===== Available records

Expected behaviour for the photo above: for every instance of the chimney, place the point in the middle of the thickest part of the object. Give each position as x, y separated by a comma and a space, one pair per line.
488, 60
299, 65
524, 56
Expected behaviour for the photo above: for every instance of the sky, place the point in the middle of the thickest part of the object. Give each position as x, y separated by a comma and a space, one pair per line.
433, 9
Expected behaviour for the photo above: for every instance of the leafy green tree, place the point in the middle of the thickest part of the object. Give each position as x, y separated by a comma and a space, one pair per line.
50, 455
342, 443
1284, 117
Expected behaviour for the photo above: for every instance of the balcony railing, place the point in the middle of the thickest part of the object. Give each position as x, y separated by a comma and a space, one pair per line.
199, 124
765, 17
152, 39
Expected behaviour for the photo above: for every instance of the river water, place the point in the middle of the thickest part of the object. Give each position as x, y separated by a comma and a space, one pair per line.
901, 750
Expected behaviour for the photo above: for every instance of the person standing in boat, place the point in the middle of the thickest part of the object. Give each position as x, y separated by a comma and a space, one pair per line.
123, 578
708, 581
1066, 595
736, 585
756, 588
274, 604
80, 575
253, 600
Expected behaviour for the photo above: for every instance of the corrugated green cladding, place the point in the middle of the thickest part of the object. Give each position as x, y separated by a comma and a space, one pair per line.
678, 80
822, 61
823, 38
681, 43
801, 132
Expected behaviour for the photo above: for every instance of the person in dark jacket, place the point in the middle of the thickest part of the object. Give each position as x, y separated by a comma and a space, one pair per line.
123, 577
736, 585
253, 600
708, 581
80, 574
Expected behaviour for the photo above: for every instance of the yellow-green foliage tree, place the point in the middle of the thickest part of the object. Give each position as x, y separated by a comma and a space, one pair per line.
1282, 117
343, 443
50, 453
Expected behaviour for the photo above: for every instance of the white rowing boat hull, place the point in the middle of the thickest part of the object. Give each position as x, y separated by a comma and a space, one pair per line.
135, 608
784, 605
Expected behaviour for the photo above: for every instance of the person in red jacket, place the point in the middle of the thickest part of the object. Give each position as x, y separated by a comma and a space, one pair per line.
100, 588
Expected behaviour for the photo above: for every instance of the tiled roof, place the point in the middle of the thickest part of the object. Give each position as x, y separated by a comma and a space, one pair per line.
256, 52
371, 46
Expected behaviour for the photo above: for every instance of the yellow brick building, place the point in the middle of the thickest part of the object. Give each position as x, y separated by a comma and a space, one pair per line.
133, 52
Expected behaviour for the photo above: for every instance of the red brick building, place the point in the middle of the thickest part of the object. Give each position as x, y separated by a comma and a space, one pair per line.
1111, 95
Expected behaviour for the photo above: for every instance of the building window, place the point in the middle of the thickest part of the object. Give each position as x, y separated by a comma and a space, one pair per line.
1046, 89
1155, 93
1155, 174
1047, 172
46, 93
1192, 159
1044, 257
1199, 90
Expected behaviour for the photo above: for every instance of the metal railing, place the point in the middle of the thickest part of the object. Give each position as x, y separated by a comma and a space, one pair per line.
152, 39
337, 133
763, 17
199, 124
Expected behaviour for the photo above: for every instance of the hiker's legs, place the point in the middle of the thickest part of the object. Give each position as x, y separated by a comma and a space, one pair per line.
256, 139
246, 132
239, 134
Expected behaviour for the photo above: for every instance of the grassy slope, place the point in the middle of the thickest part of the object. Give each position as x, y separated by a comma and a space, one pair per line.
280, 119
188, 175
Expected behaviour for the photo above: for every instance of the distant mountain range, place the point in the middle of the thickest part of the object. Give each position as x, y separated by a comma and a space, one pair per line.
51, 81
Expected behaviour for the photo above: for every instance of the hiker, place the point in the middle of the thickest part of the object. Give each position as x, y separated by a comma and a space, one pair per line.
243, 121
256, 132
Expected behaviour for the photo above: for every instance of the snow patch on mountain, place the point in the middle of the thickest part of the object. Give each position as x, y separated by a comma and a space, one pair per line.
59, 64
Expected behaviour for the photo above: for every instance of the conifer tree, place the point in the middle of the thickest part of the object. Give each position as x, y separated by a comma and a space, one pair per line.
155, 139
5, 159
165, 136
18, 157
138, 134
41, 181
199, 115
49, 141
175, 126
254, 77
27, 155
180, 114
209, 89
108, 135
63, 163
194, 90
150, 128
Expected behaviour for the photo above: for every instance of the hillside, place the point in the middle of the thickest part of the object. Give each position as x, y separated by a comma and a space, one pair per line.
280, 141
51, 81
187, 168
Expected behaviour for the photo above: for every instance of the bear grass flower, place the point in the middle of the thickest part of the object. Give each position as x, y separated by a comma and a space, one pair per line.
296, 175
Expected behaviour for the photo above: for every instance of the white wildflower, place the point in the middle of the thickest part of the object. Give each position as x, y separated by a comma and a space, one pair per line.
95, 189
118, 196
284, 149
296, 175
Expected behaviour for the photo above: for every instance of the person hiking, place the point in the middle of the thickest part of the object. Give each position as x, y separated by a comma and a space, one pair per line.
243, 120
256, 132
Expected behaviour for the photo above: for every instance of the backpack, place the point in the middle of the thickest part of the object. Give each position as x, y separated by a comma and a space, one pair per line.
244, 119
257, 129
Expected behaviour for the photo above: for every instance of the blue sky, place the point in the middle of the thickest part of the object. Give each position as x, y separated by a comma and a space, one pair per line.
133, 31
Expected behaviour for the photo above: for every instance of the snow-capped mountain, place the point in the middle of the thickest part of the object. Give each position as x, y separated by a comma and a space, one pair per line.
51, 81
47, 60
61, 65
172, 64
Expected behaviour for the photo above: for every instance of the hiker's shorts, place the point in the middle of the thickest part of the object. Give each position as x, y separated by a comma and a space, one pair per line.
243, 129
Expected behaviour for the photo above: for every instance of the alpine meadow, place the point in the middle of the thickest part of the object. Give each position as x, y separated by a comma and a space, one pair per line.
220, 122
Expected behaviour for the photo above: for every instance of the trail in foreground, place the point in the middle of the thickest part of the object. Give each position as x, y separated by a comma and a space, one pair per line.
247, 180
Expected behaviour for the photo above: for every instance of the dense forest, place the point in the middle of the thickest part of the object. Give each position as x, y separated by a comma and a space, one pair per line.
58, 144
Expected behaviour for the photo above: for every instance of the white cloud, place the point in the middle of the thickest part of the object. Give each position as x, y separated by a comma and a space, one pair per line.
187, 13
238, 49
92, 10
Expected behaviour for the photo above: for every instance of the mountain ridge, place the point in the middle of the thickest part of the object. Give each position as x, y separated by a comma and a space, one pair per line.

==========

* **What to produce**
Reproduce, word for word, the line containing "of the snow-capped" along with every later line of the listing, and leave out all earlier lines.

* **Answer**
Expected behaviour for the photo above: for every instance of the snow-capped mountain, place the point in the middle of the thickest part of the object. Give each position as x, y separated by a comma and a space, one pair per line.
51, 81
47, 60
61, 65
172, 64
Expected behaviour for the photo above: for every instance of the hiker's shorts, place the point in the middle of the thickest part of the object. Give each position as x, y separated by a comma and a space, one pair per line.
243, 129
Expected behaviour for the photo above: for every instance of the alpine meadow, place the point in the middle of the thickest part of the object. Give each position as x, y separated by a comma and a space, one pair per line.
220, 122
Expected behaviour for the photo above: for every instance of the trail in foreground, place the point in the middle of the thickest part of the object. Give each position as x, y separated by a comma and a space, one pair per line.
247, 180
Expected behaviour for the photo above: for every instance of the dense forest, place the point in the middle of the thickest part of the object. Give each position as x, y separated by a comma and a space, one pair per line.
58, 144
Expected behaviour for the photo above: for every instance of the white cloud, place the point in the middle of the thickest part of the object. Give each position as x, y separated by a comma and a space, one pair per line.
187, 13
238, 49
92, 10
Expected behaviour for the photo above: for every instance of the mountain ridge, place the point in the middle of the thickest part of the object. Give each position as x, y separated by a comma and a space, one pair per line.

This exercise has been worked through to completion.